> **What this task involves**
Transcribe the stretch of entries below from the line with "hmm ok let me think… yeah I need the wooden fence" through the line with "hmm ok let me think… yeah I need the yellow umbrella", exactly and with both ends included; leave out all other lines.

> **Extracted data**

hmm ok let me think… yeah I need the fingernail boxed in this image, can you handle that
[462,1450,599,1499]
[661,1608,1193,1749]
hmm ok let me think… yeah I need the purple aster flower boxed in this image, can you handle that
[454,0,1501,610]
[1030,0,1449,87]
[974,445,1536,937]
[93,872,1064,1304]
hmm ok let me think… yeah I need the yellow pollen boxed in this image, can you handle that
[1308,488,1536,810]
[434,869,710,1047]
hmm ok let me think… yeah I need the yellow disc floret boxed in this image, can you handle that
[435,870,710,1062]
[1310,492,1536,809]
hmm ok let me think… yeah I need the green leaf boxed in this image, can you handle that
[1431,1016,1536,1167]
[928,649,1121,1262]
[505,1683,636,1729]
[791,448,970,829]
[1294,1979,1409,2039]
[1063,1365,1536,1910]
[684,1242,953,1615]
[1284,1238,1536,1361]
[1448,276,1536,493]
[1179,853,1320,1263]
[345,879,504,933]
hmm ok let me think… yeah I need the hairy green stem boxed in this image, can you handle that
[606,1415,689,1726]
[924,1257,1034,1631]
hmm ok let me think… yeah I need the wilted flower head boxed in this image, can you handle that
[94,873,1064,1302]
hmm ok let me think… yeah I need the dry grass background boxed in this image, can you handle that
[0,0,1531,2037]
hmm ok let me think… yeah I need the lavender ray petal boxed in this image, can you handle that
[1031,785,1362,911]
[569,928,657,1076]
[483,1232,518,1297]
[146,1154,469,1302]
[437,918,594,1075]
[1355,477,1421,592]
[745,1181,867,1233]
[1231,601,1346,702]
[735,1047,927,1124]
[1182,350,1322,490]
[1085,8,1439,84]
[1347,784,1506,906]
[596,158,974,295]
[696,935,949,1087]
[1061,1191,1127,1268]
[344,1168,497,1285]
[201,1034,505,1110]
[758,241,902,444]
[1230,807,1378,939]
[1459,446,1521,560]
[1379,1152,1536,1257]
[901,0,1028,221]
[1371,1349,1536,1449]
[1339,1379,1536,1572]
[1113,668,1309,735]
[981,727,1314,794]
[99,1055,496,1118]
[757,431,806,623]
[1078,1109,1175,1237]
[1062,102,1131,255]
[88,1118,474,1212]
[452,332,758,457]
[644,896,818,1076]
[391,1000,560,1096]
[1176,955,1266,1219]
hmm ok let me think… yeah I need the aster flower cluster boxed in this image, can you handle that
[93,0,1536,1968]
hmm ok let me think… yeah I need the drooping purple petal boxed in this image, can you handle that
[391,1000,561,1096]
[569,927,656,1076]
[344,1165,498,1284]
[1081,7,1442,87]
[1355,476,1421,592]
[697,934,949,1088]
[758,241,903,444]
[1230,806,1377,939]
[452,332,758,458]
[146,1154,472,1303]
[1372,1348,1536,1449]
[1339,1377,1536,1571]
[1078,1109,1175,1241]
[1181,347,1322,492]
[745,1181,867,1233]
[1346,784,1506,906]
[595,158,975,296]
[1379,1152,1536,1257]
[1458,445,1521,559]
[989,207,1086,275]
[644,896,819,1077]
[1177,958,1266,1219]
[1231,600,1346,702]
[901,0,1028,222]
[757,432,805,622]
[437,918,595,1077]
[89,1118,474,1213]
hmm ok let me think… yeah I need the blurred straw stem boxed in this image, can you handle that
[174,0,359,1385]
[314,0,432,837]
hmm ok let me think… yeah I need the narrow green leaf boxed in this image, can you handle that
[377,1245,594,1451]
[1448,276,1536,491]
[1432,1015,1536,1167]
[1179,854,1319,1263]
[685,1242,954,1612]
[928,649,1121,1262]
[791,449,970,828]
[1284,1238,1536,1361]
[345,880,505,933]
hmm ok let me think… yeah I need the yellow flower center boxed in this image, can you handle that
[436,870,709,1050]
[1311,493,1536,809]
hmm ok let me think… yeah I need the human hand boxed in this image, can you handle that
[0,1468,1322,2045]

* * *

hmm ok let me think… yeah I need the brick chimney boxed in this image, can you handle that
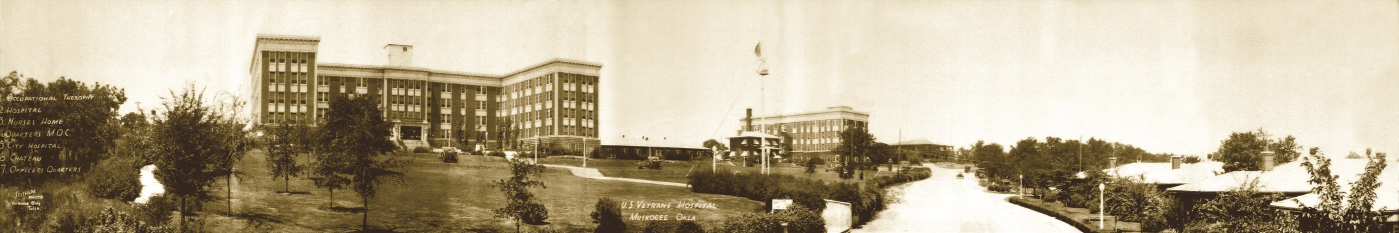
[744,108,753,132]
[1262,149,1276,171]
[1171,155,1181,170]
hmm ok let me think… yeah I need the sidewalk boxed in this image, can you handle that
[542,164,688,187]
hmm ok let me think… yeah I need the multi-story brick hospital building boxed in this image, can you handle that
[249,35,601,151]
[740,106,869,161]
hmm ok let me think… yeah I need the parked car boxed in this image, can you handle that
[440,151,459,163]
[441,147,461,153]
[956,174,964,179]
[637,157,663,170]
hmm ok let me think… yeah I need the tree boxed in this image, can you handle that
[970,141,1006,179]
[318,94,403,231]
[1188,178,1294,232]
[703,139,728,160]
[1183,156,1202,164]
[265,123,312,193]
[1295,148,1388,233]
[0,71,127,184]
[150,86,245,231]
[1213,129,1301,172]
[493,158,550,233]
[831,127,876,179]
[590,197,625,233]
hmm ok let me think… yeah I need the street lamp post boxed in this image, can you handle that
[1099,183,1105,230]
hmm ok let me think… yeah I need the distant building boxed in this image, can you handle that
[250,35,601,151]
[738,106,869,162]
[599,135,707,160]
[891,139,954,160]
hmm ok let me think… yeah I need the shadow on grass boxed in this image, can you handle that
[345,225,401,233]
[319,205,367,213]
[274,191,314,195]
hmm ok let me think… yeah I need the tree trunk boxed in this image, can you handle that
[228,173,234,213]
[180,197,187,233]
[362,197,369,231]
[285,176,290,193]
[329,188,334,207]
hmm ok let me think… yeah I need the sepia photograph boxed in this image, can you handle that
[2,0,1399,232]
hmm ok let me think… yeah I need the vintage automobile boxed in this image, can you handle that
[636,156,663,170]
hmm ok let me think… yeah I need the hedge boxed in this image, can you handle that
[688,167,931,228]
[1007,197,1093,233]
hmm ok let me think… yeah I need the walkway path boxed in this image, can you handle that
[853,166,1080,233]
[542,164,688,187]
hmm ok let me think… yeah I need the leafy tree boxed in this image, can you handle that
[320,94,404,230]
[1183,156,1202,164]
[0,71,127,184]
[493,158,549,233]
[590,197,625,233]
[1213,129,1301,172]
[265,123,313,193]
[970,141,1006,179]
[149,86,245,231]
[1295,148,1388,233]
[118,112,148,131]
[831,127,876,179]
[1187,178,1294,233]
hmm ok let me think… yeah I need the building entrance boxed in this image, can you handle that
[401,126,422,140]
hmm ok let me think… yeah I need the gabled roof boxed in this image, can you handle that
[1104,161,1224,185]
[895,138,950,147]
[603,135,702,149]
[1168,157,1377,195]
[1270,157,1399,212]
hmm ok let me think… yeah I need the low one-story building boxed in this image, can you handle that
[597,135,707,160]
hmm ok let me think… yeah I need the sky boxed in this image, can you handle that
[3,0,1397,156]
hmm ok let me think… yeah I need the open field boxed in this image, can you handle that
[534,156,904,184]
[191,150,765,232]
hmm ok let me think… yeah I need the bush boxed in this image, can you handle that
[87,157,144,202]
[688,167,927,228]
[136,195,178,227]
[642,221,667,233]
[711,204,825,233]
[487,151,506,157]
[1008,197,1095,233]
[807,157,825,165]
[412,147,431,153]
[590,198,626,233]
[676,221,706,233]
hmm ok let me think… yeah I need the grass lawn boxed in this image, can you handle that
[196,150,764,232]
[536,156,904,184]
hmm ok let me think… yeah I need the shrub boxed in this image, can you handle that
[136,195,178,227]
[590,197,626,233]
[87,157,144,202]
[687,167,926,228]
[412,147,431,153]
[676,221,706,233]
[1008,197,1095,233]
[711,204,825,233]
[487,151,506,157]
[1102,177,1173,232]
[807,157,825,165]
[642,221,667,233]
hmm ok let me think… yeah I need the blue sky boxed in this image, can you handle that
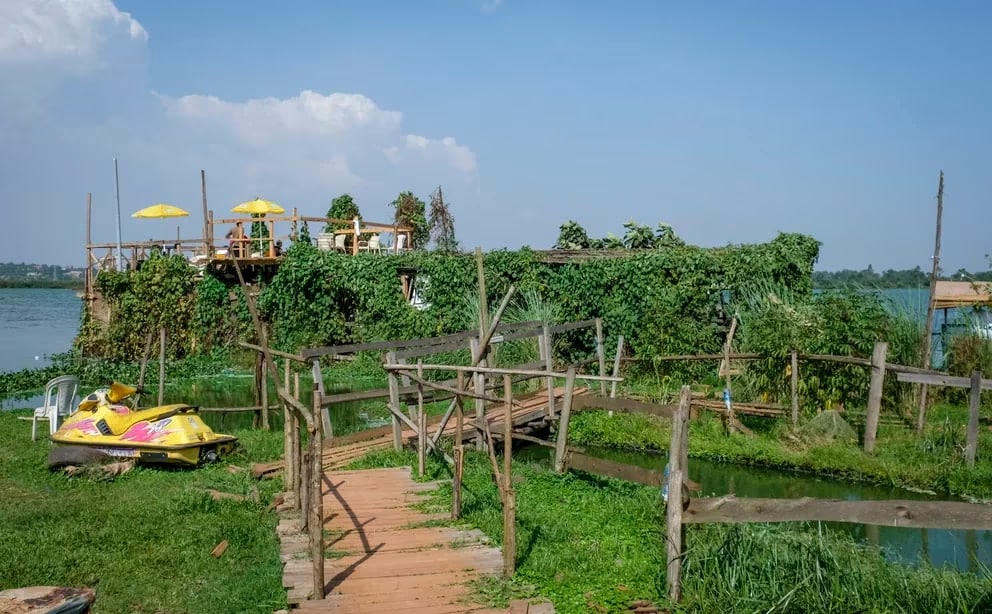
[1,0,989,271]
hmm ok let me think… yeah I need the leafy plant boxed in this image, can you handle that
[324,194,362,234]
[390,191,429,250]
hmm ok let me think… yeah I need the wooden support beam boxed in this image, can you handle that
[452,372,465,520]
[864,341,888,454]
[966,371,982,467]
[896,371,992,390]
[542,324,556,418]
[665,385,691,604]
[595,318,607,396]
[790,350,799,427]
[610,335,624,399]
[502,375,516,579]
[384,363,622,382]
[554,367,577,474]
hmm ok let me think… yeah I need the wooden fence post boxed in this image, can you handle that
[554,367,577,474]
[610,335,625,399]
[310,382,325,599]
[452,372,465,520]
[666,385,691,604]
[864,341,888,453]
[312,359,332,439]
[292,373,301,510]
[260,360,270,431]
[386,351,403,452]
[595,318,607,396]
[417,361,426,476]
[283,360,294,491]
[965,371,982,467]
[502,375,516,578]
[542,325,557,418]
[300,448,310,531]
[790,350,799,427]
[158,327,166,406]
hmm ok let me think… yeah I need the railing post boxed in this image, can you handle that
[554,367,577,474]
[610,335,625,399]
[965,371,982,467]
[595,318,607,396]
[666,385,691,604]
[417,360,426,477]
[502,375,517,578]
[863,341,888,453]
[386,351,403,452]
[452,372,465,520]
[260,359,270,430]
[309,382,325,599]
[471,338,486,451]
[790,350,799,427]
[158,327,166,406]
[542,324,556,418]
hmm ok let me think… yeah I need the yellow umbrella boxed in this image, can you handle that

==

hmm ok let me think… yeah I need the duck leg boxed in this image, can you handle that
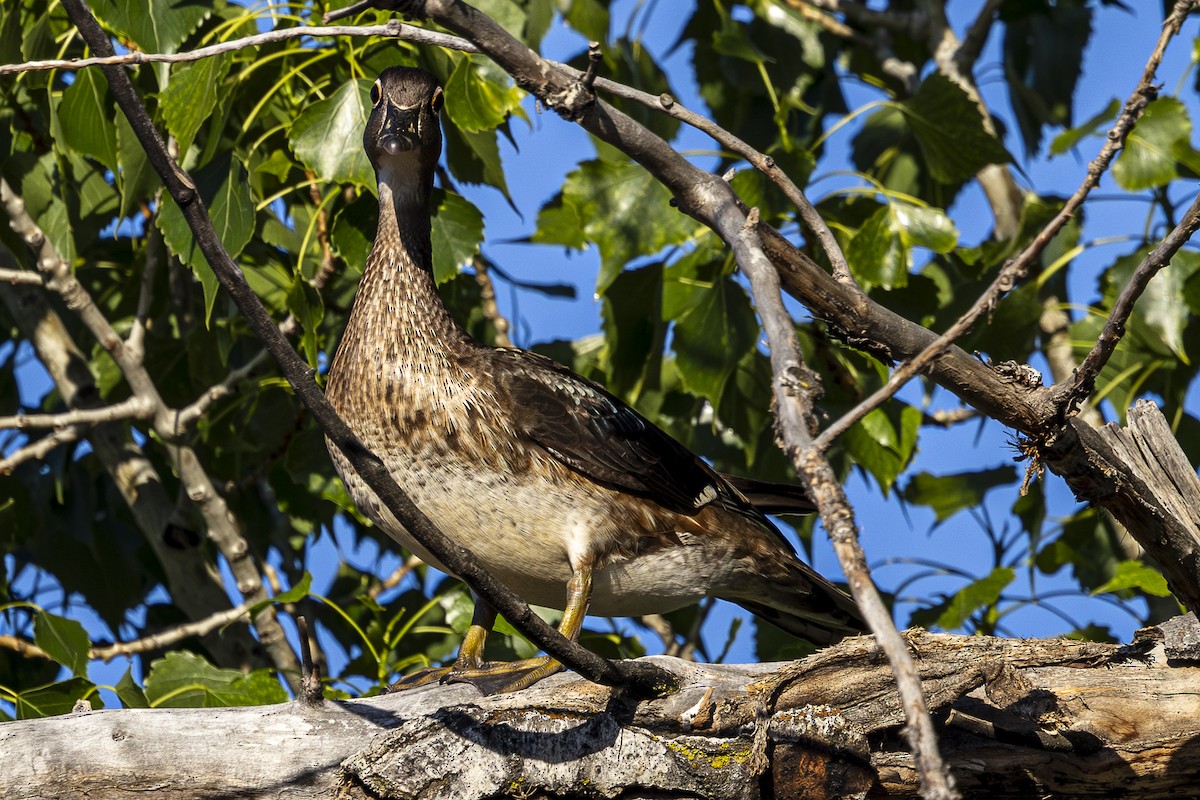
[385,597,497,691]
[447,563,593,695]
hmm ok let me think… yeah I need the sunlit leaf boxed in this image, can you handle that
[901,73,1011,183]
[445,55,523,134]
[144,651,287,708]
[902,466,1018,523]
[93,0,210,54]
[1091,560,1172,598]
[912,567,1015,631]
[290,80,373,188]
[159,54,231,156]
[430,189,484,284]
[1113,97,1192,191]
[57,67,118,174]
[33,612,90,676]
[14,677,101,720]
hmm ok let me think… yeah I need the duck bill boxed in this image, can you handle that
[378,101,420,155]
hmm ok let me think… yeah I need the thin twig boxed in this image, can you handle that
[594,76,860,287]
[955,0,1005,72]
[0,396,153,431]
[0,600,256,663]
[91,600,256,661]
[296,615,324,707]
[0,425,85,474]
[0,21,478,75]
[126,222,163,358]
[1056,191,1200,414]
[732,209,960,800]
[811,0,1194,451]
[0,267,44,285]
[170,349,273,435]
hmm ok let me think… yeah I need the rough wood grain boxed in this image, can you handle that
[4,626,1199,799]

> **Final answer**
hmm ok let me think… yeah I need the wooden fence post boxed in this image, can you handle that
[554,367,577,474]
[610,335,625,399]
[310,382,325,599]
[452,372,465,520]
[666,385,691,604]
[864,341,888,453]
[312,359,332,439]
[292,373,301,510]
[260,360,270,431]
[386,351,403,452]
[595,318,607,396]
[417,361,426,476]
[283,360,294,491]
[965,371,982,467]
[502,375,516,578]
[542,325,557,418]
[300,448,310,531]
[790,350,799,427]
[158,327,166,406]
hmm ok let me think… yeah I need the railing post boxed in this image, can you handle that
[554,367,577,474]
[610,335,625,399]
[965,371,982,467]
[595,318,607,396]
[666,385,691,604]
[417,360,426,477]
[502,375,517,578]
[863,341,888,453]
[386,351,403,452]
[452,372,465,520]
[260,359,270,430]
[309,382,325,599]
[471,338,486,451]
[790,350,799,427]
[158,327,166,406]
[542,324,556,418]
hmm ok let me think… yeah I need the yellow umbrella boxed in this image, can you handle that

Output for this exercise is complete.